Data for this exercise —
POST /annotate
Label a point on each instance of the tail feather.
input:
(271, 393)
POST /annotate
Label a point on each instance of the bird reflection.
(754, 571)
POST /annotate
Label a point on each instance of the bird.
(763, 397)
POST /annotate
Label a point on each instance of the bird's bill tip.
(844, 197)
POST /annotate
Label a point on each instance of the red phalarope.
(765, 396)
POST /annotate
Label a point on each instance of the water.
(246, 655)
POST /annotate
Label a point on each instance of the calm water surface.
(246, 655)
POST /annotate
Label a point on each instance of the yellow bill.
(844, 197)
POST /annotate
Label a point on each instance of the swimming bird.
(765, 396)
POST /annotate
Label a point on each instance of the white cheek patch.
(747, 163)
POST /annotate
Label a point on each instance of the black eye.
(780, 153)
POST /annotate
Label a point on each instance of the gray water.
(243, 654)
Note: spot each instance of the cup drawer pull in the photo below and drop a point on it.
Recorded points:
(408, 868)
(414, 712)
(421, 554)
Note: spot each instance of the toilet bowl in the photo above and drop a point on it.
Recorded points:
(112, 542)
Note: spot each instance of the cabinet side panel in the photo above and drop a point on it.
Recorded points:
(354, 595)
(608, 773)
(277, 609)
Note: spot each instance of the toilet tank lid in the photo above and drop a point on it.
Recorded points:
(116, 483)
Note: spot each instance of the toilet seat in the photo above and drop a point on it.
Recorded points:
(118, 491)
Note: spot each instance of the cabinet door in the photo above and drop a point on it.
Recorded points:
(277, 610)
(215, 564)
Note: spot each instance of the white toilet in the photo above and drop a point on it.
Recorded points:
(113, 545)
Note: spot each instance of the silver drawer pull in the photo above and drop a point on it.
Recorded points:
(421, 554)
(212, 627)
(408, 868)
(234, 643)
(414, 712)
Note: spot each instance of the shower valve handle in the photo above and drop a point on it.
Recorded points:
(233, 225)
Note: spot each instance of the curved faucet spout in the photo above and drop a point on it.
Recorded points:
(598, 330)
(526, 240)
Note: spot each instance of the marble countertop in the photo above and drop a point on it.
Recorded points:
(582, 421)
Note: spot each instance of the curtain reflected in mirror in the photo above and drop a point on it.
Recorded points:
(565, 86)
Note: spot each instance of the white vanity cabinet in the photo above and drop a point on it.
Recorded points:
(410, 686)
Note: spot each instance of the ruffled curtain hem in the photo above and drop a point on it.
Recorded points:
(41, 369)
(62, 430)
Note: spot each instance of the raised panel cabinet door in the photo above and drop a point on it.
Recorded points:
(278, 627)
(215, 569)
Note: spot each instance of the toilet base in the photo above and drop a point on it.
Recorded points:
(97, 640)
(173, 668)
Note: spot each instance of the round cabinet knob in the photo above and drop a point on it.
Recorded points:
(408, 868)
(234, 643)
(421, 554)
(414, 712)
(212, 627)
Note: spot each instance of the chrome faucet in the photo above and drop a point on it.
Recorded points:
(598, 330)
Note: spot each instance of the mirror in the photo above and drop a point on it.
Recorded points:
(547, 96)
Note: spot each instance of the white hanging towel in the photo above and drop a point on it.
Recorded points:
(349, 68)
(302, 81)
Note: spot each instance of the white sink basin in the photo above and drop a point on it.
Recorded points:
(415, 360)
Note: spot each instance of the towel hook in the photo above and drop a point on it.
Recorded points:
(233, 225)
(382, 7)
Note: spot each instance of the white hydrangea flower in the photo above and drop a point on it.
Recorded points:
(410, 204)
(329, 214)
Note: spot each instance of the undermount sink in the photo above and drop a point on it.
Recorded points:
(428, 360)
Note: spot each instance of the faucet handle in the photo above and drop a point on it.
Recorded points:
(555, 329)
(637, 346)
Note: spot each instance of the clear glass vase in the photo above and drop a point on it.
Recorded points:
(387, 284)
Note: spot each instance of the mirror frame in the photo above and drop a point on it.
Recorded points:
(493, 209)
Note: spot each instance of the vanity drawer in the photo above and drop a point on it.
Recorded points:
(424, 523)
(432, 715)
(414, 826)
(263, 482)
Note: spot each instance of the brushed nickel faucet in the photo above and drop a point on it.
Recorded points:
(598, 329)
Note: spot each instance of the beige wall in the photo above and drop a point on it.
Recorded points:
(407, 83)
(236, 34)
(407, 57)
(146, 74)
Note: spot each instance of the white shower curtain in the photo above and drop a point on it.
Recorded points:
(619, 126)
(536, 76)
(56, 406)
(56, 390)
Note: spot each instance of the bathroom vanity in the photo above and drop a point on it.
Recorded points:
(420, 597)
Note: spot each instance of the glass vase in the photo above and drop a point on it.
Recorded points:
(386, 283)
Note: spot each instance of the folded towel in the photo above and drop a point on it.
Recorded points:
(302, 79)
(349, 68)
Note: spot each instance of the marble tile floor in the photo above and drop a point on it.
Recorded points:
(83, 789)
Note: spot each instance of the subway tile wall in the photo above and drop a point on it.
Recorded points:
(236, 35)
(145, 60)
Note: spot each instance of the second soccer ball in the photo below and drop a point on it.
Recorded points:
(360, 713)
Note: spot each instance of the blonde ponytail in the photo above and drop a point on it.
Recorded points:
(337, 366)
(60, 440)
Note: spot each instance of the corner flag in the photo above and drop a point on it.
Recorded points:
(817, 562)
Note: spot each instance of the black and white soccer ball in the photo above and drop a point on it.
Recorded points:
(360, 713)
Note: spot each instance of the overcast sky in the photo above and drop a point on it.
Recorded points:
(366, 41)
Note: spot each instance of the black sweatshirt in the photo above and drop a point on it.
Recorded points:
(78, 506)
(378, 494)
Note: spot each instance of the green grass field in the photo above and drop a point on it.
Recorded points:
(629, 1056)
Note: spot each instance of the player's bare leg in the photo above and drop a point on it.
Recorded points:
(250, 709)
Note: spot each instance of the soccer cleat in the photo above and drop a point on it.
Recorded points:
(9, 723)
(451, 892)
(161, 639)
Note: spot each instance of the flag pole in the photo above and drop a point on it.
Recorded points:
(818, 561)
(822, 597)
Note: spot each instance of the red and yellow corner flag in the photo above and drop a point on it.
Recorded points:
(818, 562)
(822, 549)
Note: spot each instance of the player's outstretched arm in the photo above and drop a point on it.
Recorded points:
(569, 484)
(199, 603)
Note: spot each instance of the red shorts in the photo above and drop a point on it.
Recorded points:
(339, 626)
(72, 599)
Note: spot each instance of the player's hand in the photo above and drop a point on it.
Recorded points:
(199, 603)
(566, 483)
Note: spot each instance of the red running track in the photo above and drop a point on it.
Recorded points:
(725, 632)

Assignment — Copy out the range of lines above starting at the line with "Note: spot each instance of the overcast" and ending at the line with "Note: spot each instance of the red shorts", exactly and including both.

Task answer —
Note: spot each instance of the overcast sky in the photo above and drop a point on it.
Recorded points:
(366, 41)
Note: spot each instance of the black sweatshirt in the photo above and drop a point on it.
Recorded points:
(78, 506)
(378, 494)
Note: spot each instance of the green grass field in the photo above and drop a point on it.
Recorded points:
(629, 1056)
Note: spot each instance of the player's bare leg in the photo above and drop a point on it.
Recorded points:
(250, 709)
Note: spot each instance of the soccer cleat in the photo above and drop a point on it.
Recorded points:
(9, 723)
(451, 892)
(161, 639)
Note: spot each instance of the flag pole in the photo above and drop a point on it.
Recorded points:
(818, 561)
(822, 597)
Note: spot each instance of the red and yellow corner flag in the photo above and drop a point on it.
Recorded points:
(818, 562)
(822, 549)
Note: spot each instance of the player's outstretched arm in the photo above and drop a point on it.
Recorded points:
(569, 484)
(199, 603)
Note: spot each instance of the red shorts in the photo above and drop a point on it.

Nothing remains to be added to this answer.